» **Excerpts from point annotation data**
◇ ◇ ◇

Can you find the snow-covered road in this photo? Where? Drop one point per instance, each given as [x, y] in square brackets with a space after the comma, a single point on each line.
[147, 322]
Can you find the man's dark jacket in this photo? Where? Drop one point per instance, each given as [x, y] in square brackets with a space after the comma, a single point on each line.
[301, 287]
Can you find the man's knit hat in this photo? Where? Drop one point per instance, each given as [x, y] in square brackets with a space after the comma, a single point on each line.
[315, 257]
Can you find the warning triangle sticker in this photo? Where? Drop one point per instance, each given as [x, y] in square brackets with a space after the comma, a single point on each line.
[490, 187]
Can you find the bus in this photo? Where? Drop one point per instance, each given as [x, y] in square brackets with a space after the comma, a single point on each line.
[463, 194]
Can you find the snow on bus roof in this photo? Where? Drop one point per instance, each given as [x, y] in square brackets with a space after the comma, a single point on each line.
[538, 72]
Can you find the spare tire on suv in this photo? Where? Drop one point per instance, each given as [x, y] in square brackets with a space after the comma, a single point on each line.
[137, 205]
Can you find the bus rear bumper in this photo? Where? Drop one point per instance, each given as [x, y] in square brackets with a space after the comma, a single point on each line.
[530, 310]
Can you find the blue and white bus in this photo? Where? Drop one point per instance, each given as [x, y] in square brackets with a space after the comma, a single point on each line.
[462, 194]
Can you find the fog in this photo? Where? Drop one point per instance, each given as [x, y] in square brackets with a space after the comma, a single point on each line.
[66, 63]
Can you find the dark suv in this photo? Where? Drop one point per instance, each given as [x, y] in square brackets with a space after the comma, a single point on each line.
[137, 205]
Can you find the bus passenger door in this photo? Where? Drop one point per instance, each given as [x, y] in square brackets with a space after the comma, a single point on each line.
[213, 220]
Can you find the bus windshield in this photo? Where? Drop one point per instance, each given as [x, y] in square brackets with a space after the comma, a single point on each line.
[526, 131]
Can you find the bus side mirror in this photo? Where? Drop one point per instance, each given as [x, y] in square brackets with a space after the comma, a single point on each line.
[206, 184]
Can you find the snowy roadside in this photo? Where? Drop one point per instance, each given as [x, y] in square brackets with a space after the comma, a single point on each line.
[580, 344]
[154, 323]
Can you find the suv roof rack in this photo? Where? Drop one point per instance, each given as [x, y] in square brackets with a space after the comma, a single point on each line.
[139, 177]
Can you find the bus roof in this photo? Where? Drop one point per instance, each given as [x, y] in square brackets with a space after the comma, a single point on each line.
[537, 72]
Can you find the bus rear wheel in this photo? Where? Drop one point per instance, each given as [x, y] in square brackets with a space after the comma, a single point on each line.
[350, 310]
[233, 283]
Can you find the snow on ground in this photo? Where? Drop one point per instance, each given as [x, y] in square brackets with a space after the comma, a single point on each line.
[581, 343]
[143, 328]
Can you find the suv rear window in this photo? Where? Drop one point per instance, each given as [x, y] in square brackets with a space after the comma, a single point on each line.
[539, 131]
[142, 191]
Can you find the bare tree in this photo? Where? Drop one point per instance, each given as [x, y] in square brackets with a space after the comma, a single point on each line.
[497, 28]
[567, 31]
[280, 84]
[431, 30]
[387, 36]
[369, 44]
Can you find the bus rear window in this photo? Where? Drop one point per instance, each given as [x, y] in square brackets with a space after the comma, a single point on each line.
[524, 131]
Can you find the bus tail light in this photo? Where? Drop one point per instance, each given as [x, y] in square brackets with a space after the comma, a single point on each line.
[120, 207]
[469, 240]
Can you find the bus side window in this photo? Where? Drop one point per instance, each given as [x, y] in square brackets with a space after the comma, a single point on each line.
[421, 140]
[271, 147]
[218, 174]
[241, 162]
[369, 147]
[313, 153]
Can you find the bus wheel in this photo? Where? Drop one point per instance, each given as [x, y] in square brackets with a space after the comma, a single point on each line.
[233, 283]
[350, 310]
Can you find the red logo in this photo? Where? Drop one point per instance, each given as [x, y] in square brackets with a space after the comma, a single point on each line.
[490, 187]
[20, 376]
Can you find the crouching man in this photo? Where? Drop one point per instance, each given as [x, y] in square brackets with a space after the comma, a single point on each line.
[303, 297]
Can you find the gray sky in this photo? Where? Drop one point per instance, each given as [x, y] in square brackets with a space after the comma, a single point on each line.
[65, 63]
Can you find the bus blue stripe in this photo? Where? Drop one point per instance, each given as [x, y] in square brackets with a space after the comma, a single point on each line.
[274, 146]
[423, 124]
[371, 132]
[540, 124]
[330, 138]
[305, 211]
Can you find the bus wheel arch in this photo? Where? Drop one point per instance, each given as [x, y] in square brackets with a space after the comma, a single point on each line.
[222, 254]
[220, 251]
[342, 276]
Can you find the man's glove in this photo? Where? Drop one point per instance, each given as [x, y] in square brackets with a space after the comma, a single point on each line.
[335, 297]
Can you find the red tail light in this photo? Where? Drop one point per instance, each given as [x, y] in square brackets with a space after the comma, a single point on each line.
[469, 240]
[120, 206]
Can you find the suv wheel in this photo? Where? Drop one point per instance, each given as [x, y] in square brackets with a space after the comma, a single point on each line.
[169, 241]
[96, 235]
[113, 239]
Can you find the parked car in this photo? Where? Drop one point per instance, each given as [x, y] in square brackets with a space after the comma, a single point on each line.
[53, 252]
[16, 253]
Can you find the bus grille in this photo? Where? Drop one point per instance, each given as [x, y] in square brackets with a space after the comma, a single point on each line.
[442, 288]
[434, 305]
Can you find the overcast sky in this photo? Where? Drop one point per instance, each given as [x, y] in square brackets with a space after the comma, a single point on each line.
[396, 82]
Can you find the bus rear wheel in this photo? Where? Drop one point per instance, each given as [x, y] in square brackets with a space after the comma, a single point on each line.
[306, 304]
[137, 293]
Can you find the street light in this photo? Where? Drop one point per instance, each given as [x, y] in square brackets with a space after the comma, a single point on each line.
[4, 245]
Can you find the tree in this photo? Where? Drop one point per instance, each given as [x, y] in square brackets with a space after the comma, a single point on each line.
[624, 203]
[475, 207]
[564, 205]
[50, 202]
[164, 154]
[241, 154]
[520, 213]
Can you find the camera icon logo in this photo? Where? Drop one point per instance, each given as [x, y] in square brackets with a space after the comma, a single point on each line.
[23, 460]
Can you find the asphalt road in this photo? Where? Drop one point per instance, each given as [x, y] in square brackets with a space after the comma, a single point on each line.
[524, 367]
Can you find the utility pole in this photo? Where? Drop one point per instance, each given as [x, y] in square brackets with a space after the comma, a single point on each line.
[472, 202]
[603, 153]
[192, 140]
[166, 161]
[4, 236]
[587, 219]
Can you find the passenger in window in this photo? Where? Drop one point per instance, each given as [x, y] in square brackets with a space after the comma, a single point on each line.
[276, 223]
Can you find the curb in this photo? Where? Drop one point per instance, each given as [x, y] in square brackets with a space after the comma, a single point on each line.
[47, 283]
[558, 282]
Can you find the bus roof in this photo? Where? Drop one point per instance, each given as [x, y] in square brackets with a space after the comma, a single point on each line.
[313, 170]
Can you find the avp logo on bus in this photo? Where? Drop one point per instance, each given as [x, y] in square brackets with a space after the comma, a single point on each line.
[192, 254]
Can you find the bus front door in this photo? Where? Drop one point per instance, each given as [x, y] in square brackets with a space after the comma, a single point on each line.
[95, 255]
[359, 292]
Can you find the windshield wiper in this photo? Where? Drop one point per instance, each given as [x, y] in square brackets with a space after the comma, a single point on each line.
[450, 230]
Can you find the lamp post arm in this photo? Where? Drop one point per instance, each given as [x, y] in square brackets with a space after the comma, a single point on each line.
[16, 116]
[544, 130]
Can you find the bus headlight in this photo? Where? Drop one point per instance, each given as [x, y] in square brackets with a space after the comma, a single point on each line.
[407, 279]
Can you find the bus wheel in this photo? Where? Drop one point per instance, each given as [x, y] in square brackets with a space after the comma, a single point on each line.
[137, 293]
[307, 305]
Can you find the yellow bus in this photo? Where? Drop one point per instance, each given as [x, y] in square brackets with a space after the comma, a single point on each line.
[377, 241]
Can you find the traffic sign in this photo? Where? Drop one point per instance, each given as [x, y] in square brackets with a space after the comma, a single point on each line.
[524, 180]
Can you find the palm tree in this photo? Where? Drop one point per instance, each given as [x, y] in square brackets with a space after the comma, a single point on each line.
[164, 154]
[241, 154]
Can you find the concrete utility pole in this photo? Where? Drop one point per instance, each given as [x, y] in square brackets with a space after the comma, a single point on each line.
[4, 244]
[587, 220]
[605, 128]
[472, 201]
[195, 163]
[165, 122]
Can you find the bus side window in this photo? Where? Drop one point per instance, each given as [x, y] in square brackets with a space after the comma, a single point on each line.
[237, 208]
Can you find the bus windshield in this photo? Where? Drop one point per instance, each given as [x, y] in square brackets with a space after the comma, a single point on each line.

◇ ◇ ◇

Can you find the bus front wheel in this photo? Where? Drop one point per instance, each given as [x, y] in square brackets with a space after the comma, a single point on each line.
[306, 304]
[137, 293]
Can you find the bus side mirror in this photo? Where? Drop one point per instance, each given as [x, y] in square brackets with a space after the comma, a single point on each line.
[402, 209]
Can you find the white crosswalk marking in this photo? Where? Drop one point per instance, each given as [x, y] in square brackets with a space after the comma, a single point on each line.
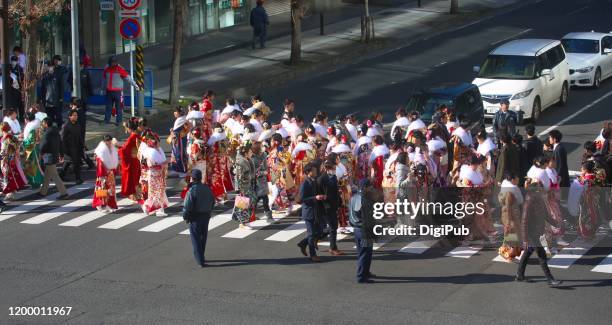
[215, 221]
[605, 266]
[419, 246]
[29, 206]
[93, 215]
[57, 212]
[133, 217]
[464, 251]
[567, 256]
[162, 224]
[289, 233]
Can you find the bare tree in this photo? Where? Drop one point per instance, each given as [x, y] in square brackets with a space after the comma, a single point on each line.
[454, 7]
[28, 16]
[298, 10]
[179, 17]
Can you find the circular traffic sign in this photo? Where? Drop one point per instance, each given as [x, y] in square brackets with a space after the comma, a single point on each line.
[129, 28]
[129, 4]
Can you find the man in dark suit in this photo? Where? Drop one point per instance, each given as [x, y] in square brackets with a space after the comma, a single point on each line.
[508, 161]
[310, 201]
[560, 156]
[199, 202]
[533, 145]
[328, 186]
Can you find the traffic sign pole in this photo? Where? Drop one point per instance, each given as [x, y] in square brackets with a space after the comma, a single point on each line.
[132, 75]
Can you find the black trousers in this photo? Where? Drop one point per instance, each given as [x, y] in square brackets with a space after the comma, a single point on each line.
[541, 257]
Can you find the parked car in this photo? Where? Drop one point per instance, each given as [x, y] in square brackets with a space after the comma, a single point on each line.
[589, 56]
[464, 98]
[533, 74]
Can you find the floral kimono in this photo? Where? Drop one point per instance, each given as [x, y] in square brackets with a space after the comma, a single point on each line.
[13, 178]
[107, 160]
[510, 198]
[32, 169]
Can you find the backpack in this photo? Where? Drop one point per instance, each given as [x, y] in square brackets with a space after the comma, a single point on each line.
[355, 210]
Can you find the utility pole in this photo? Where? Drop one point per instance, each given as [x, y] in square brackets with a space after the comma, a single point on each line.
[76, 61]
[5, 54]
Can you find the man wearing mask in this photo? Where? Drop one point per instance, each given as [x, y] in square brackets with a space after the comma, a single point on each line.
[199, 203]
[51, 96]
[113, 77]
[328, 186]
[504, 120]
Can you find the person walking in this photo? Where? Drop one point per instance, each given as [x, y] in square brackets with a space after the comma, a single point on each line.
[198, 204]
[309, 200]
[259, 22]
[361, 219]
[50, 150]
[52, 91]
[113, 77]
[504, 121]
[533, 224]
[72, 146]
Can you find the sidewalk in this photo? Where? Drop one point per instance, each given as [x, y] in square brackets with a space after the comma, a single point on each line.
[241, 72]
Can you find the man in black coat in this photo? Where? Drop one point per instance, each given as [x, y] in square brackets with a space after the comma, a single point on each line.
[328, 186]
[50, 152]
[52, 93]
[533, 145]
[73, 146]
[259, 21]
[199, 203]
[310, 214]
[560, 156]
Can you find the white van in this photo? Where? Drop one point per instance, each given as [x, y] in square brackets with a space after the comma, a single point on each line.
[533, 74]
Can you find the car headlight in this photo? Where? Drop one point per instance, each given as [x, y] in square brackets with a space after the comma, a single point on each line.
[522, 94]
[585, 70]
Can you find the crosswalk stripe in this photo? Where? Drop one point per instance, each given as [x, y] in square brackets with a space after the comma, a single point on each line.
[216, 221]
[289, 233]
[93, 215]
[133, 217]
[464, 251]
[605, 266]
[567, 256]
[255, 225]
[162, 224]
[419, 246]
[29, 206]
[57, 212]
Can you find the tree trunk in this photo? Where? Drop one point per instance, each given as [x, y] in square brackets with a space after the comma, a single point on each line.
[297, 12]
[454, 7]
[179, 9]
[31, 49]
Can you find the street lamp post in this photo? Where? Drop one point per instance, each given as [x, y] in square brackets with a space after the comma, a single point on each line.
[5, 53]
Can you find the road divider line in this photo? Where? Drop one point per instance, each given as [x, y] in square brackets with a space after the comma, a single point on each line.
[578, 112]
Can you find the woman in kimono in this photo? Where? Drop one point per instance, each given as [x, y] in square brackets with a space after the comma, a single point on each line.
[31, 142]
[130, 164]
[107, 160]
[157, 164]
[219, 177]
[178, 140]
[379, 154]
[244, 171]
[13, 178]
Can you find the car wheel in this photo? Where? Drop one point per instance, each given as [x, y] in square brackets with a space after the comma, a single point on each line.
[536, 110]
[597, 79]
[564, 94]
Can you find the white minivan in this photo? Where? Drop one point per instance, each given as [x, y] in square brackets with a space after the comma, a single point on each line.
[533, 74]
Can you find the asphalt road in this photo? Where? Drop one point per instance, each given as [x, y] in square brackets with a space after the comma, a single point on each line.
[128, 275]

◇ ◇ ◇

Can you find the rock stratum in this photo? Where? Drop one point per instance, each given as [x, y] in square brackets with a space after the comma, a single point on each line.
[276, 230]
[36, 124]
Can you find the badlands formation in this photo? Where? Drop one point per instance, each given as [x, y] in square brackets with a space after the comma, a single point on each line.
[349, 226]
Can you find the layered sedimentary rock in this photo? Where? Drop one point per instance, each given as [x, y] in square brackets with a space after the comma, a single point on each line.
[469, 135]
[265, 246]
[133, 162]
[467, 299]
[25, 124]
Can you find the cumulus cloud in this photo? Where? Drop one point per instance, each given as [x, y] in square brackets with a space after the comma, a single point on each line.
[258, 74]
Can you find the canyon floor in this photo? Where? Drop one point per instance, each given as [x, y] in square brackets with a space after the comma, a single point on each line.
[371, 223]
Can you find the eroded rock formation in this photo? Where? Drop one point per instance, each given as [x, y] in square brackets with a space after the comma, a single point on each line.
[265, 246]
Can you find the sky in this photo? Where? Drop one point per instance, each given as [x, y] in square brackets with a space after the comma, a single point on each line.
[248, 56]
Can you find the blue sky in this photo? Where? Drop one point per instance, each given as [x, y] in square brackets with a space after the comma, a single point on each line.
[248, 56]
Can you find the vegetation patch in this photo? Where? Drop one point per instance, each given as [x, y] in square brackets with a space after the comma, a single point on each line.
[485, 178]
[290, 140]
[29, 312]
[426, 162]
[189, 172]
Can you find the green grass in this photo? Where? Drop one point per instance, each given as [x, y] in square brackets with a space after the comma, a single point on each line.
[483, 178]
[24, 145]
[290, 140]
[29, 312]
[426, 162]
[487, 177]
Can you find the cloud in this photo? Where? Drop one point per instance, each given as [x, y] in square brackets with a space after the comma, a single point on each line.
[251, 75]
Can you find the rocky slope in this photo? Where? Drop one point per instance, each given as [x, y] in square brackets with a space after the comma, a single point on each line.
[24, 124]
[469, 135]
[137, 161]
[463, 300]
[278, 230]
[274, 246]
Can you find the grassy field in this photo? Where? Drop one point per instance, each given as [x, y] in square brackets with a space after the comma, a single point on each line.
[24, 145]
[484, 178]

◇ ◇ ◇

» **Stated problem**
Pick out every line of the data above that contains the string "black", matching case exactly, and copy each one.

» **Response to this exercise**
Can you find the black trousers in this photo? Where? Drop one point per instance, each given as [x, y] in square brackets with a space after the comma, a single point on each line.
Can you find the man in black coat in this photo? Where? Drop one point per instance, each given as [x, y] in square brackets with a space after the comma, a single point on each line.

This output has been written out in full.